### RECORDS TO USE
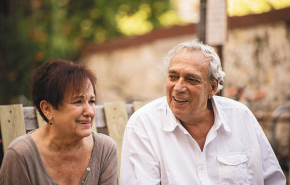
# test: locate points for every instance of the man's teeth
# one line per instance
(181, 100)
(81, 122)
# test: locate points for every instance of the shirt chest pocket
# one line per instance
(233, 169)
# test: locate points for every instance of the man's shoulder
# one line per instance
(227, 103)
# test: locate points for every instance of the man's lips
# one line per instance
(84, 121)
(179, 99)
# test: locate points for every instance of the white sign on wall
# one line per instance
(216, 22)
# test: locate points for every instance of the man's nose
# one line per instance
(180, 86)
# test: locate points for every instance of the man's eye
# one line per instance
(194, 81)
(92, 102)
(172, 77)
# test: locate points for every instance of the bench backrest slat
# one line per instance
(12, 123)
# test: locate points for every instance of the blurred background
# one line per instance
(124, 42)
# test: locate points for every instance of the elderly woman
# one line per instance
(65, 151)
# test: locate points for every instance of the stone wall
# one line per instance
(255, 57)
(132, 73)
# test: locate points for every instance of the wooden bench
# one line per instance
(111, 119)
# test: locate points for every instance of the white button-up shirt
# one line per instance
(157, 149)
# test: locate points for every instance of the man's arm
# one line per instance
(272, 172)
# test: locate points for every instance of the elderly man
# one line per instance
(193, 137)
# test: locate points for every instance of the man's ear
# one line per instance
(46, 108)
(214, 86)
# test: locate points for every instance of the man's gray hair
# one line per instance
(215, 69)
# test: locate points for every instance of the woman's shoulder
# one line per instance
(21, 142)
(103, 139)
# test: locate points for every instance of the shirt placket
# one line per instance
(202, 170)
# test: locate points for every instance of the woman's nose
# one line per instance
(89, 110)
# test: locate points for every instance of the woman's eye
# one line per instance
(92, 102)
(172, 77)
(78, 102)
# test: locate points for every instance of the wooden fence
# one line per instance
(110, 119)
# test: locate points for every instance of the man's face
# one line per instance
(188, 86)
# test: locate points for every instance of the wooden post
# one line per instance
(138, 104)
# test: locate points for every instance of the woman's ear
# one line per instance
(46, 108)
(214, 86)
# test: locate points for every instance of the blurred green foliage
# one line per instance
(35, 31)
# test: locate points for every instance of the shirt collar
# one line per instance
(171, 122)
(220, 118)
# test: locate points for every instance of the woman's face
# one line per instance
(74, 117)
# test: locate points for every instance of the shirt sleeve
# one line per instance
(13, 170)
(109, 169)
(139, 164)
(272, 172)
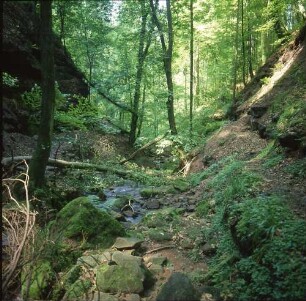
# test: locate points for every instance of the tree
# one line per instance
(43, 148)
(167, 58)
(191, 68)
(142, 53)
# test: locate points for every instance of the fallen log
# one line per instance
(63, 164)
(157, 139)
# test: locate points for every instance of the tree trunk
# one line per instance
(235, 59)
(64, 164)
(167, 60)
(243, 44)
(43, 148)
(191, 70)
(142, 53)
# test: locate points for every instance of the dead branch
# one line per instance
(77, 165)
(18, 223)
(160, 249)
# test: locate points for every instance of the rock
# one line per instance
(77, 289)
(38, 278)
(126, 243)
(159, 260)
(156, 269)
(178, 288)
(159, 235)
(81, 218)
(123, 279)
(209, 249)
(125, 259)
(154, 191)
(129, 213)
(92, 261)
(132, 297)
(191, 208)
(290, 140)
(100, 296)
(102, 196)
(181, 185)
(258, 111)
(152, 204)
(186, 243)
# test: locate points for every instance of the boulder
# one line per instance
(94, 260)
(120, 279)
(123, 259)
(258, 111)
(127, 243)
(178, 288)
(152, 204)
(39, 278)
(77, 289)
(80, 218)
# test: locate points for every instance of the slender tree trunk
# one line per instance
(142, 53)
(167, 60)
(185, 90)
(142, 110)
(243, 44)
(191, 71)
(250, 64)
(235, 59)
(43, 148)
(197, 78)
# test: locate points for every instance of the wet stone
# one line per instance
(152, 204)
(122, 243)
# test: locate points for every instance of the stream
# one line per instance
(113, 195)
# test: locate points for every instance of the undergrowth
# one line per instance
(261, 246)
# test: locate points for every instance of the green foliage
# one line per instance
(261, 228)
(212, 170)
(9, 80)
(235, 183)
(203, 208)
(258, 219)
(37, 280)
(297, 168)
(79, 220)
(78, 289)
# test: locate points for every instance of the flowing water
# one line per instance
(112, 194)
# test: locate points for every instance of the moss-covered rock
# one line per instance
(78, 289)
(154, 191)
(181, 185)
(159, 235)
(178, 288)
(123, 279)
(36, 280)
(80, 218)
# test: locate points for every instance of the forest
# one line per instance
(154, 150)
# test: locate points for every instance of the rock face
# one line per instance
(21, 59)
(21, 54)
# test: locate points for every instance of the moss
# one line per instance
(79, 219)
(159, 235)
(154, 191)
(181, 185)
(78, 289)
(124, 279)
(37, 279)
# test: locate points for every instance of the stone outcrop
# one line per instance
(21, 59)
(21, 54)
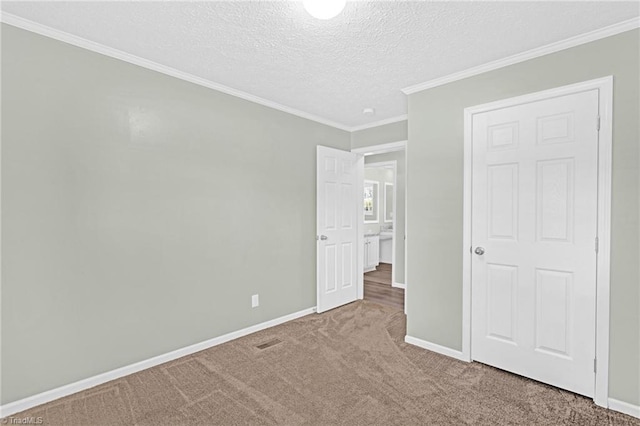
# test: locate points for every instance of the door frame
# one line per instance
(382, 164)
(372, 150)
(605, 110)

### DESCRIPTION OF THE TASK
In the records above, locate the line containing "# test: locate points for every instance of the forest", then copy exactly that line and every line after it through the end, omitting pictures.

### EXPECTED ANSWER
# test: locate points for every instance of the forest
# one line per instance
(154, 150)
# test: locate points for every instance of the rock face
# one line per instance
(21, 59)
(21, 54)
# test: locate points for every instance of the moss
# one line per instance
(79, 219)
(159, 235)
(154, 191)
(181, 185)
(78, 289)
(124, 279)
(37, 279)
# test: locate points for every instance of the stone outcrop
# one line per instance
(21, 59)
(21, 54)
# test: locate points for every instance of the door frame
# one line per instance
(382, 164)
(372, 150)
(605, 110)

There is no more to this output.